# Orlando weather in late August?



## sandesurf (Dec 1, 2009)

Hello,
I know there's a lot of availability in the month of August, and the flights aren't bad, so why is that? It's hurricane season, right? Should we avoid this season, or go for it?
Thanks!


----------



## DianneL (Dec 1, 2009)

*Hot and Humid*

Based on my experience, the weather in late August in Orlando is very hot and humid.


----------



## talkamotta (Dec 2, 2009)

Hot and humid are the main reasons for this dry state girl to stay away.  Two of my adult children moved down there and it took them 2 summers to get accustomed to the humidity. 

It will generally rain buckets for a at least 1/2 hour each day but you can bring a light rain outer jacket.  Then it quits and the rain feels good. kind of. cuz you are always going to feel wet. 

Some can handle the humidity.  If you use some of your time in a pool or on the beach, it probably wont matter.


----------



## Talent312 (Dec 2, 2009)

THE REQUEST:
Which usernames head the posts in the Orlando weather thread? The data that comes next has no connection to the Orlando weather thread.

SOURCE DATA:
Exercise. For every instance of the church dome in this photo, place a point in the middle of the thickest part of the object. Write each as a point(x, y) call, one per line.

IN RESPONSE:
sandesurf, DianneL, talkamotta, Talent312